§ Written problem:
Could you convert the stretch of records from the line containing "Segment the understorey" through the end of the records into a Markdown table with the columns Row and Line, leaving out blank lines?

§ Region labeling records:
+ + + + + + +
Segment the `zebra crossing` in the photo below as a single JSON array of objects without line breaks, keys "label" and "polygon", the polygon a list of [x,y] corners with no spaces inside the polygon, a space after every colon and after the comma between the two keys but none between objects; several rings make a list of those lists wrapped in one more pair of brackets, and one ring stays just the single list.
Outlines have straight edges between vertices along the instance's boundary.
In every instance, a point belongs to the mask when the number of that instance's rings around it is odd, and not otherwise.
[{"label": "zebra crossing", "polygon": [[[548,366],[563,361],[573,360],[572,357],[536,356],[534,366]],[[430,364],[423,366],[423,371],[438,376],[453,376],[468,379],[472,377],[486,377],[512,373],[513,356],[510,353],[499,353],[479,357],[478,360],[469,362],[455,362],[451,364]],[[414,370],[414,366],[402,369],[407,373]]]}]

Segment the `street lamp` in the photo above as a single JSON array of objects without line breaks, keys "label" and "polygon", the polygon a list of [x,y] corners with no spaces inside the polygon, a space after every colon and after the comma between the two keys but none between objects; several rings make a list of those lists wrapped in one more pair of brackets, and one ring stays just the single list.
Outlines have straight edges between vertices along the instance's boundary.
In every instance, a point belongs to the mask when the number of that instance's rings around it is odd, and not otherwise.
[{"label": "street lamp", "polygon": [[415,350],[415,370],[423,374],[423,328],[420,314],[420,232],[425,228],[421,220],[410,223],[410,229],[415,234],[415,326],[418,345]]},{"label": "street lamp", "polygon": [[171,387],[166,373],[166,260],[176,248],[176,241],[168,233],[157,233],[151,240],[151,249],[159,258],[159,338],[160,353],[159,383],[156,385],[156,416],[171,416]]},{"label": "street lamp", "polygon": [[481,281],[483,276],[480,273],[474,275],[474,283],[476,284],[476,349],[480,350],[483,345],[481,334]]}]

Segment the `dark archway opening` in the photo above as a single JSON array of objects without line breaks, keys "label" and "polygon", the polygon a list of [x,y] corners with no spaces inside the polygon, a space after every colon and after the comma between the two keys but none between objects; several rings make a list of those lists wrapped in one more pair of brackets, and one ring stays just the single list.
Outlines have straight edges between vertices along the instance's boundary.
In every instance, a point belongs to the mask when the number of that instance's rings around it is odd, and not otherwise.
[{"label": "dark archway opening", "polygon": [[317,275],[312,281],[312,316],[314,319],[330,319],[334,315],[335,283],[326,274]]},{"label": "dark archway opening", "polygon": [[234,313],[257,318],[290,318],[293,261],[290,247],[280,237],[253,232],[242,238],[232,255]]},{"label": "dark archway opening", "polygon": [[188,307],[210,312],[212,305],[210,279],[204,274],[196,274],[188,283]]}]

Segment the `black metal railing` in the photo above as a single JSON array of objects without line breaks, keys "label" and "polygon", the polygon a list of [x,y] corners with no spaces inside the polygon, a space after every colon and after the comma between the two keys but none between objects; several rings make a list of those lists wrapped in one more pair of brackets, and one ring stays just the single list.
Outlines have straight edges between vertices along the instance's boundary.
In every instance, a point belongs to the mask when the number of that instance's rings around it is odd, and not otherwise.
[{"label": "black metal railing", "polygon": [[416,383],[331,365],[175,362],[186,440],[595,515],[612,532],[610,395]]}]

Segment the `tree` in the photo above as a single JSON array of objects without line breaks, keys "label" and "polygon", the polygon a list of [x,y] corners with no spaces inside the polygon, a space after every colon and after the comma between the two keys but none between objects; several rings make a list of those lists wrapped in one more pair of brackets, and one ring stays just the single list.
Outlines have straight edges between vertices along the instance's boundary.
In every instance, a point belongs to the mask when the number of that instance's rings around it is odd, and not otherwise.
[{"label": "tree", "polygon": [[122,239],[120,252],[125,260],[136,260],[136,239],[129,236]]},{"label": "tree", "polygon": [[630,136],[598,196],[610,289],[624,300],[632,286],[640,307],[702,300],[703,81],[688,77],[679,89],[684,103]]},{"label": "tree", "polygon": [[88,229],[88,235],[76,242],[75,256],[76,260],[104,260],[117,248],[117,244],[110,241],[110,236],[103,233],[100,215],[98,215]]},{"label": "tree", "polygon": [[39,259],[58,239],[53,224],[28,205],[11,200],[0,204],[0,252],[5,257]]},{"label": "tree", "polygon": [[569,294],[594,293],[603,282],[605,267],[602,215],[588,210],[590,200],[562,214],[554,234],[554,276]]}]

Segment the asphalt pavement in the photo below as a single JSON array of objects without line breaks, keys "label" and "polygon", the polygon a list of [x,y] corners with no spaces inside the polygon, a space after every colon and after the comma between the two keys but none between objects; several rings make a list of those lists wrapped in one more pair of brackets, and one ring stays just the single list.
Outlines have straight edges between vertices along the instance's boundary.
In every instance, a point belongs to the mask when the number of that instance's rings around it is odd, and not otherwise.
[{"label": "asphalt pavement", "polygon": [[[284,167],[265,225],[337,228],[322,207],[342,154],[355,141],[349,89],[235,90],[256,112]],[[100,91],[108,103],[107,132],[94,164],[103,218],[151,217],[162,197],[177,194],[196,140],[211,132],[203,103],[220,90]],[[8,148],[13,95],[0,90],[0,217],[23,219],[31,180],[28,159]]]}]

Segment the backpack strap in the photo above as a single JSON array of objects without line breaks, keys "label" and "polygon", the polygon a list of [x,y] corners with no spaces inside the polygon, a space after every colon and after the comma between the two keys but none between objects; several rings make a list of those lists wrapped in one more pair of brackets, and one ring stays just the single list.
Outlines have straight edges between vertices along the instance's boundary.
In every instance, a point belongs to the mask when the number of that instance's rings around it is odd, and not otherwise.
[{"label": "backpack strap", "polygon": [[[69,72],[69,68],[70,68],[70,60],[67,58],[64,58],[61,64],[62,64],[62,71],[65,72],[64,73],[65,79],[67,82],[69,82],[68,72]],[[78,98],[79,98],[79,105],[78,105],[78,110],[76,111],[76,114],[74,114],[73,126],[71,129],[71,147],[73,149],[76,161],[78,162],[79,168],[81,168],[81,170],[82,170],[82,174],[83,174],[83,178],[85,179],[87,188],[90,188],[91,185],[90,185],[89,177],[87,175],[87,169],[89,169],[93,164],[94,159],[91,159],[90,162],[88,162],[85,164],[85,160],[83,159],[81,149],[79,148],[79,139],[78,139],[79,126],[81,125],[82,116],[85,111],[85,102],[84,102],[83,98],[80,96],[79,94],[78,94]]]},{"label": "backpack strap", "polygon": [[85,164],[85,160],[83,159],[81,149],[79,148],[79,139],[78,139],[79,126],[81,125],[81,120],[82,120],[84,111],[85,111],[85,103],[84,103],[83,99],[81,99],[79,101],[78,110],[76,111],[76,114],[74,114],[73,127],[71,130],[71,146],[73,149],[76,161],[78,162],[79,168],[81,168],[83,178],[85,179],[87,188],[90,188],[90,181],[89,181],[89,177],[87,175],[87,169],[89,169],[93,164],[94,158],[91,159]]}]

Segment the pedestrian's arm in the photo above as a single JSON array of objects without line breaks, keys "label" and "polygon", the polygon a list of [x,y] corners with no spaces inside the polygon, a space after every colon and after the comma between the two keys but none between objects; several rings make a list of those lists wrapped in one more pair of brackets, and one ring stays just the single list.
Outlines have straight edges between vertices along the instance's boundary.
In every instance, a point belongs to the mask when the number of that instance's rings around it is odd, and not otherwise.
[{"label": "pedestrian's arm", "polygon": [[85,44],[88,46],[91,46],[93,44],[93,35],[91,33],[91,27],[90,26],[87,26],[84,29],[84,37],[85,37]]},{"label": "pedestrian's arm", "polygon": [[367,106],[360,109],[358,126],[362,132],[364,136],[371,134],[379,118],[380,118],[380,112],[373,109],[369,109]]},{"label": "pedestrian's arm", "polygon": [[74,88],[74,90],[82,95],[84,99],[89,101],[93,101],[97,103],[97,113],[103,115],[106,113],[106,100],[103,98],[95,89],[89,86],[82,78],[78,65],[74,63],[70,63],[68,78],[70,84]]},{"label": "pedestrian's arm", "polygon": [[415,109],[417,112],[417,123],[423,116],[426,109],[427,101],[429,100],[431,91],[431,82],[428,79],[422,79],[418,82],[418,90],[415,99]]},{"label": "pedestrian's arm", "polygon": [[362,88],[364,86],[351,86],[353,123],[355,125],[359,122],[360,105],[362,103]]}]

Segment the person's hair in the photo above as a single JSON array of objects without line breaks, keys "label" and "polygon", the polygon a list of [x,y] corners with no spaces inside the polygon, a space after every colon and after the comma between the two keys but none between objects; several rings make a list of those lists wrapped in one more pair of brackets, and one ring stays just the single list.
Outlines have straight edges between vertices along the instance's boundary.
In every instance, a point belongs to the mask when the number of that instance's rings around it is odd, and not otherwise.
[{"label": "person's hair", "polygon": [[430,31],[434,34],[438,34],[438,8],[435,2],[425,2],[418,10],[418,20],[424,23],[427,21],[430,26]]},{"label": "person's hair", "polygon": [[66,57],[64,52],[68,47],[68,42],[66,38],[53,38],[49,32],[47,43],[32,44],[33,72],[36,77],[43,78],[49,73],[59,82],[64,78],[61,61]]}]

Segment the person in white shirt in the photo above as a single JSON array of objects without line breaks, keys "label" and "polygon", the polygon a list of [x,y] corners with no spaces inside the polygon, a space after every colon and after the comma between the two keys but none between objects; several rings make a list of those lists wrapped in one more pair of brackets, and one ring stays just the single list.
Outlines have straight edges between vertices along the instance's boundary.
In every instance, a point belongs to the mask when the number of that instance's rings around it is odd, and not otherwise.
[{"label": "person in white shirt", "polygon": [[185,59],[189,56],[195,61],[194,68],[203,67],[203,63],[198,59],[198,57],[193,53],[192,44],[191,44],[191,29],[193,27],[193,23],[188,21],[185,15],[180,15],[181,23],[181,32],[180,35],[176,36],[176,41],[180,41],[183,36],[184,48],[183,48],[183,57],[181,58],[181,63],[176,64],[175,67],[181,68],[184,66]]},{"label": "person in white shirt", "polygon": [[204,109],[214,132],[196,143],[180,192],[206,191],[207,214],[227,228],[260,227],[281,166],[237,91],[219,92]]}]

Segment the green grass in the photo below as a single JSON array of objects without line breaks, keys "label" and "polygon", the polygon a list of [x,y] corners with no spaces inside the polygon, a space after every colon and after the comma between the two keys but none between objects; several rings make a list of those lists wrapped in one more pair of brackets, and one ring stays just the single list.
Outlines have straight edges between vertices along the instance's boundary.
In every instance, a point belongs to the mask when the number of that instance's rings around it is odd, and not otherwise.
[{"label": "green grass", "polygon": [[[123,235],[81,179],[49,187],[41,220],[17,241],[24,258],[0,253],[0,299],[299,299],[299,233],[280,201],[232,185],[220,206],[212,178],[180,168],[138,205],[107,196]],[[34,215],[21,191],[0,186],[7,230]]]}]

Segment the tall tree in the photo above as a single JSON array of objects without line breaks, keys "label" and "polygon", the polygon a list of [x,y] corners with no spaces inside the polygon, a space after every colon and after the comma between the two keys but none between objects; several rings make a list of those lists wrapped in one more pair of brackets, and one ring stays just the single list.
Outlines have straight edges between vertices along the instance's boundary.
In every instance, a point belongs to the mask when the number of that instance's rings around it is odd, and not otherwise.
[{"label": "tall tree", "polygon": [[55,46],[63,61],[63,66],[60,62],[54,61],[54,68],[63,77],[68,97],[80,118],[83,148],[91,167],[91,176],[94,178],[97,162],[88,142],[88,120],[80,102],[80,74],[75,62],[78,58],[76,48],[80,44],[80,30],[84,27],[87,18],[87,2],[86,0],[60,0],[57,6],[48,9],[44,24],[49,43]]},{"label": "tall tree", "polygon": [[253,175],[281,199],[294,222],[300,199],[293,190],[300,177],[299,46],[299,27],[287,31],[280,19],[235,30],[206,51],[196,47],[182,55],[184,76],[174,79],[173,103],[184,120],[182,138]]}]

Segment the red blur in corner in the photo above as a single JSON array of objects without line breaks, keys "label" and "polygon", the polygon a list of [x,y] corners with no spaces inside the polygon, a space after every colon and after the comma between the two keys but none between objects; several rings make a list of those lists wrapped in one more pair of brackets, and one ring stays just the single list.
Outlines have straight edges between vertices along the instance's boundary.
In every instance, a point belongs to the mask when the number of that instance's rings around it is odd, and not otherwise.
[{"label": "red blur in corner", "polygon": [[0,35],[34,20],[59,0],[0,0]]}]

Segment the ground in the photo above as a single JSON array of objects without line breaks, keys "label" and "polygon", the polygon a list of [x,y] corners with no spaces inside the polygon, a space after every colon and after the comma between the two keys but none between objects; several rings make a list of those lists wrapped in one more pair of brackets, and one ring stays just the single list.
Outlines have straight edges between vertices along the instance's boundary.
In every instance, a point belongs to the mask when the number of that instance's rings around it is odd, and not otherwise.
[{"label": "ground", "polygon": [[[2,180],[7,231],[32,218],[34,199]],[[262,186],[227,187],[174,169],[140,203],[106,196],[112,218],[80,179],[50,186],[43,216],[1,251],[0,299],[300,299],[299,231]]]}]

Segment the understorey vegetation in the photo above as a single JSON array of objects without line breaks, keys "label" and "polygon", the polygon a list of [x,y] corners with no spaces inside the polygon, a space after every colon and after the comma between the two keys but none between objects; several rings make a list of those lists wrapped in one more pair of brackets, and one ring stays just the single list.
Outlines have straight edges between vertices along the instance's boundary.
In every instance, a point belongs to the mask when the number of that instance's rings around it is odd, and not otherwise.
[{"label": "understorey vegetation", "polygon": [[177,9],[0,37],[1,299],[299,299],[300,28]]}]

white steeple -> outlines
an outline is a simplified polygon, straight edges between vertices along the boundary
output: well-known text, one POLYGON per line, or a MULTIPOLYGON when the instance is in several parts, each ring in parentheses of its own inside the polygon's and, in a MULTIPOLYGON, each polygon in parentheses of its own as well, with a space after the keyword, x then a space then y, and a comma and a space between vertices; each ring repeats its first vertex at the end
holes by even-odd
+ + + + + + +
§ Task response:
| Row | Line |
|---|---|
| 1 | Segment the understorey vegetation in the photo above as a single JSON array of objects without line breaks, keys "label" and "polygon", the polygon a list of [x,y] corners with no spaces inside the polygon, a space after every colon and after the comma between the two keys but none between objects; several rings make a list of those lists wrapped in one more pair of brackets, and one ring stays just the single list. |
| 2 | Outlines have straight edges between vertices along the instance's boundary. |
| 3 | In every instance, a point belongs to the mask when the number of that instance's rings around it is odd, and not otherwise. |
| 4 | [{"label": "understorey vegetation", "polygon": [[177,9],[0,37],[1,299],[299,299],[300,28]]}] |
| 5 | white steeple -> outlines |
| 6 | an outline is a simplified polygon, straight edges between vertices along the boundary |
| 7 | output: well-known text, one POLYGON per line, or a MULTIPOLYGON when the instance is in several parts, each ring in parentheses of its own inside the polygon's and, in a MULTIPOLYGON, each polygon in parentheses of its own as well, with a space after the keyword, x then a space then y, and a comma and a space between vertices; each ring repeats its first vertex at the end |
| 8 | holes by even-odd |